- _BRIEF_
Transcribe the listing word for word.

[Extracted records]
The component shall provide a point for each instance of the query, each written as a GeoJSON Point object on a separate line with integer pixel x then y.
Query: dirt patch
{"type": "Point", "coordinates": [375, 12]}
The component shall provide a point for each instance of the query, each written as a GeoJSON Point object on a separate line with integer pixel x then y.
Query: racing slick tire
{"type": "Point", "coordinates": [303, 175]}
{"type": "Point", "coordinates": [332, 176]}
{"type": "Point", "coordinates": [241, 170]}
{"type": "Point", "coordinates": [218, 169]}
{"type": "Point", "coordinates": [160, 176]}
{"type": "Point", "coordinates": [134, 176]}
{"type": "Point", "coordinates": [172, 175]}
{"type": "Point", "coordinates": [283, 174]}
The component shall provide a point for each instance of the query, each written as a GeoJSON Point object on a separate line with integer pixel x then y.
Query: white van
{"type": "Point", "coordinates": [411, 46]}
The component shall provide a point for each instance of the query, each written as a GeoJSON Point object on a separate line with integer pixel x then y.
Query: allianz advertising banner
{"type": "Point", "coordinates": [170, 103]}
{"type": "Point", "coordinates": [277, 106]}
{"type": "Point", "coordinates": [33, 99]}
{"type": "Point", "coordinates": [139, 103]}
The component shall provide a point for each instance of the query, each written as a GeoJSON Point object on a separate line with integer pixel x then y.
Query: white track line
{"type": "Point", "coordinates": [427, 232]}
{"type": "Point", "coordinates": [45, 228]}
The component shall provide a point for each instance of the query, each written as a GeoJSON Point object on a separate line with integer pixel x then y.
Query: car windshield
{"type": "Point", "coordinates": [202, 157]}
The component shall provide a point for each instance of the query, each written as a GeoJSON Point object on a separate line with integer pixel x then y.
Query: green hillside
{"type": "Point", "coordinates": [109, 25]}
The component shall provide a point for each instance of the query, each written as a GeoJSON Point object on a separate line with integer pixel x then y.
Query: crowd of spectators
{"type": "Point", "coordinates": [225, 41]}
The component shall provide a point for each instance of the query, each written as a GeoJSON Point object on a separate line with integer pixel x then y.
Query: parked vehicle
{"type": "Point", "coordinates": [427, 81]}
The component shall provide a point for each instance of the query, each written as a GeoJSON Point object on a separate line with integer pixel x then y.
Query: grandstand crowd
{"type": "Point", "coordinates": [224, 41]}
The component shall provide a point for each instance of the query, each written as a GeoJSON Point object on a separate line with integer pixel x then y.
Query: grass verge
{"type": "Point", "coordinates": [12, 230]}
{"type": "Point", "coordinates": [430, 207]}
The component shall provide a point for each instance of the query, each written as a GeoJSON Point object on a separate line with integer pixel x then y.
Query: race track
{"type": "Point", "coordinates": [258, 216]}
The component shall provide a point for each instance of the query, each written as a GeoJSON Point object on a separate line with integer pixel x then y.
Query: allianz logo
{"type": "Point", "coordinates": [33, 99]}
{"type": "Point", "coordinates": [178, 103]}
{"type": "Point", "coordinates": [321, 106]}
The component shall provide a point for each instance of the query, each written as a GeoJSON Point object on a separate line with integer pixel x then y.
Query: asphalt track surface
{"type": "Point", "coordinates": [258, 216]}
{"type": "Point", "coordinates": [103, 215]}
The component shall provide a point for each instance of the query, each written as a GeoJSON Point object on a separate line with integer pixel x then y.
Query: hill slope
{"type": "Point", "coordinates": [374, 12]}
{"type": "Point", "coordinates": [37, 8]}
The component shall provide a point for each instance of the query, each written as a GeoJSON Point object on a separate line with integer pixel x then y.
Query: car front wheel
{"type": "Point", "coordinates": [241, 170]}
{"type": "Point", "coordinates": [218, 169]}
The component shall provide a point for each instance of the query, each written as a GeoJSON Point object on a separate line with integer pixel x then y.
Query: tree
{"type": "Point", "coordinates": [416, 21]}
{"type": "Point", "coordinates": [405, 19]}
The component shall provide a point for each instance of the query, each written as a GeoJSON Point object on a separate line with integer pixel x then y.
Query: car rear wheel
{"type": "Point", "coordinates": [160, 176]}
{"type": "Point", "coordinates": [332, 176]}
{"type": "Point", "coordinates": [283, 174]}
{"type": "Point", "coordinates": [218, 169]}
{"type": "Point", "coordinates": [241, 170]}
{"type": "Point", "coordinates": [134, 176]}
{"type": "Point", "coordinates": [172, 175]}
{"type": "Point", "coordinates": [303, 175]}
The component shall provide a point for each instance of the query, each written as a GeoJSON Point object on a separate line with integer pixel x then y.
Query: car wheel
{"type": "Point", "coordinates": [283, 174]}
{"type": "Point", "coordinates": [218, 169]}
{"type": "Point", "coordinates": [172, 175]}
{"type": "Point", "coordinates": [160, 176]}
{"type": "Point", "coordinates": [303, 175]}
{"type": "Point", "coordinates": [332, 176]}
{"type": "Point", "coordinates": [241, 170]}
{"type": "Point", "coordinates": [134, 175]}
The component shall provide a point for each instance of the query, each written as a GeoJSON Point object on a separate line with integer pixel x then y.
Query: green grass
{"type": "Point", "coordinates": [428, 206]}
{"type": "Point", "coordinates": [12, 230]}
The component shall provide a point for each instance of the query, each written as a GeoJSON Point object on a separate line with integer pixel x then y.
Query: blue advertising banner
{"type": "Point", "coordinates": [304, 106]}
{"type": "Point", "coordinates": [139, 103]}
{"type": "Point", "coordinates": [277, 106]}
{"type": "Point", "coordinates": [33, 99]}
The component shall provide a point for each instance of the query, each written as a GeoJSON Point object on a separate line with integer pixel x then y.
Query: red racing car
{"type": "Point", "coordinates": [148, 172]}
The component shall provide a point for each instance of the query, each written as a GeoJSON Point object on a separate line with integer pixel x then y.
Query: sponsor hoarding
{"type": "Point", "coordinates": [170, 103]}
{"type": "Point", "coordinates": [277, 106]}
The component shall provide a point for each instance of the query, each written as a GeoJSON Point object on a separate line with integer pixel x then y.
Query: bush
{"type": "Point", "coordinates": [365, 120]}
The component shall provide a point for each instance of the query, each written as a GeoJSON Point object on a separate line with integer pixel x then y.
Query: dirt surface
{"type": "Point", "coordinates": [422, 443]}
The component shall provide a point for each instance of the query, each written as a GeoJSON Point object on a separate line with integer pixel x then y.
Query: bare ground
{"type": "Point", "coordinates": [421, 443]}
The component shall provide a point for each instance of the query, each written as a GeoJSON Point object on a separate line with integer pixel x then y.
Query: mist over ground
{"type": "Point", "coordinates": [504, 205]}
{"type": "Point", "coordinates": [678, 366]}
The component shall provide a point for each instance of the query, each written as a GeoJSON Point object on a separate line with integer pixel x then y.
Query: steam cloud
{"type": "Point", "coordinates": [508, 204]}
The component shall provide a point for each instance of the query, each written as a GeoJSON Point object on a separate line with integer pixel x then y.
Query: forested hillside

- _TASK RESPONSE_
The component shall provide a point for each instance of the query, each written as a GeoJSON Point object on a separate line with integer pixel x then y.
Query: dirt patch
{"type": "Point", "coordinates": [375, 12]}
The component shall provide a point for each instance of the query, each written as a GeoJSON Point object on a separate line with integer pixel x then y.
Query: racing slick tire
{"type": "Point", "coordinates": [303, 175]}
{"type": "Point", "coordinates": [332, 176]}
{"type": "Point", "coordinates": [241, 170]}
{"type": "Point", "coordinates": [218, 169]}
{"type": "Point", "coordinates": [160, 176]}
{"type": "Point", "coordinates": [134, 176]}
{"type": "Point", "coordinates": [172, 175]}
{"type": "Point", "coordinates": [283, 174]}
The component shall provide a point for each instance of the query, each written as a GeoJSON Point object on a separate line with integer pixel x then y.
Query: white van
{"type": "Point", "coordinates": [411, 46]}
The component shall provide a point for each instance of the query, each written as a GeoJSON Point object on a separate line with integer pixel x then y.
Query: allianz advertising banner
{"type": "Point", "coordinates": [170, 103]}
{"type": "Point", "coordinates": [277, 106]}
{"type": "Point", "coordinates": [33, 99]}
{"type": "Point", "coordinates": [139, 103]}
The component shall provide a point for each instance of the query, each written as a GeoJSON Point object on a separate line with integer pixel x then y.
Query: white track line
{"type": "Point", "coordinates": [427, 232]}
{"type": "Point", "coordinates": [45, 228]}
The component shall provide a point for each instance of the query, each written as a GeoJSON Point object on a separate line with integer pixel x then y.
Query: car windshield
{"type": "Point", "coordinates": [202, 157]}
The component shall provide a point for each instance of the query, each written as a GeoJSON Point object on a separate line with integer pixel x then y.
Query: green hillside
{"type": "Point", "coordinates": [109, 25]}
The component shall provide a point for each instance of the query, each written as a GeoJSON Point object on a separate line with integer pixel x then y.
Query: crowd of spectators
{"type": "Point", "coordinates": [225, 41]}
The component shall provide a point for each instance of the query, each written as a GeoJSON Point object on a separate line with integer pixel x then y.
Query: parked vehicle
{"type": "Point", "coordinates": [427, 81]}
The component shall provide a point for each instance of the query, each written as a GeoJSON Point object on a separate line with integer pixel x then y.
Query: grandstand crowd
{"type": "Point", "coordinates": [224, 41]}
The component shall provide a point for each instance of the query, each written as a GeoJSON Point object on a separate line with integer pixel x then y.
Query: grass verge
{"type": "Point", "coordinates": [12, 230]}
{"type": "Point", "coordinates": [430, 207]}
The component shall provide a point for each instance of the query, each written as a GeoJSON Point object on a separate line with integer pixel x then y.
Query: race track
{"type": "Point", "coordinates": [258, 216]}
The component shall provide a point for each instance of the query, each written as a GeoJSON Point object on a separate line with integer pixel x then y.
Query: allianz logo
{"type": "Point", "coordinates": [33, 99]}
{"type": "Point", "coordinates": [178, 103]}
{"type": "Point", "coordinates": [321, 106]}
The component shall provide a point for each instance of the query, each written as a GeoJSON Point object on a separate line with integer pixel x then y.
Query: asphalt track surface
{"type": "Point", "coordinates": [258, 216]}
{"type": "Point", "coordinates": [103, 215]}
The component shall provide a point for each instance of the query, each written as a GeoJSON Point object on a separate line with integer pixel x then y.
Query: hill slope
{"type": "Point", "coordinates": [374, 12]}
{"type": "Point", "coordinates": [37, 8]}
The component shall provide a point for each instance of the query, each written as a GeoJSON Point object on a separate line with integer pixel x then y.
Query: car front wheel
{"type": "Point", "coordinates": [241, 170]}
{"type": "Point", "coordinates": [218, 169]}
The component shall provide a point for each instance of the query, each written as a GeoJSON Point object on a separate line with integer pixel x then y.
Query: tree
{"type": "Point", "coordinates": [416, 21]}
{"type": "Point", "coordinates": [405, 19]}
The component shall provide a point for each instance of the query, each written as a GeoJSON Point object on a separate line with integer pixel x then y.
Query: car rear wheel
{"type": "Point", "coordinates": [160, 176]}
{"type": "Point", "coordinates": [332, 176]}
{"type": "Point", "coordinates": [283, 174]}
{"type": "Point", "coordinates": [218, 169]}
{"type": "Point", "coordinates": [241, 170]}
{"type": "Point", "coordinates": [134, 176]}
{"type": "Point", "coordinates": [172, 175]}
{"type": "Point", "coordinates": [303, 175]}
The component shall provide a point for each instance of the query, each written as a GeoJSON Point object on a separate line with integer pixel x then y.
Query: car wheel
{"type": "Point", "coordinates": [283, 174]}
{"type": "Point", "coordinates": [218, 169]}
{"type": "Point", "coordinates": [172, 175]}
{"type": "Point", "coordinates": [160, 176]}
{"type": "Point", "coordinates": [303, 175]}
{"type": "Point", "coordinates": [332, 176]}
{"type": "Point", "coordinates": [241, 170]}
{"type": "Point", "coordinates": [134, 175]}
The component shall provide a point for each instance of the query, each written as a GeoJSON Point object on a separate line with integer pixel x then y.
Query: green grass
{"type": "Point", "coordinates": [428, 206]}
{"type": "Point", "coordinates": [12, 230]}
The component shall provide a point for each instance of the query, each written as a GeoJSON Point object on a separate line with integer pixel x then y.
Query: blue advertising banner
{"type": "Point", "coordinates": [304, 106]}
{"type": "Point", "coordinates": [139, 103]}
{"type": "Point", "coordinates": [277, 106]}
{"type": "Point", "coordinates": [33, 99]}
The component shall provide a point for each instance of the query, each written as a GeoJSON Point object on a separate line with integer pixel x then y.
Query: red racing car
{"type": "Point", "coordinates": [148, 172]}
The component shall provide a point for each instance of the query, each written as a GeoJSON Point object on a separate line with integer pixel x then y.
Query: sponsor hoarding
{"type": "Point", "coordinates": [170, 103]}
{"type": "Point", "coordinates": [277, 106]}
The component shall provide a point for each instance of the query, each written as a GeoJSON Point object on a separate line with integer pixel x then y.
Query: bush
{"type": "Point", "coordinates": [365, 120]}
The component shall provide a point for each instance of the query, each written as a GeoJSON Point object on a separate line with integer pixel x then y.
Query: dirt surface
{"type": "Point", "coordinates": [422, 443]}
The component shall provide a point for each instance of the query, each written as a GeoJSON Point object on a separate line with integer pixel x then y.
Query: bare ground
{"type": "Point", "coordinates": [421, 443]}
The component shall provide a point for each instance of the query, each written as a GeoJSON Point object on a separate line with integer pixel x then y.
Query: mist over ground
{"type": "Point", "coordinates": [504, 205]}
{"type": "Point", "coordinates": [678, 366]}
The component shall provide a point for each instance of the query, each written as a GeoJSON Point object on a separate line with integer pixel x then y.
Query: steam cloud
{"type": "Point", "coordinates": [508, 204]}
The component shall provide a point for each instance of the query, each written as a GeoJSON Point object on a separate line with integer pixel x then y.
Query: forested hillside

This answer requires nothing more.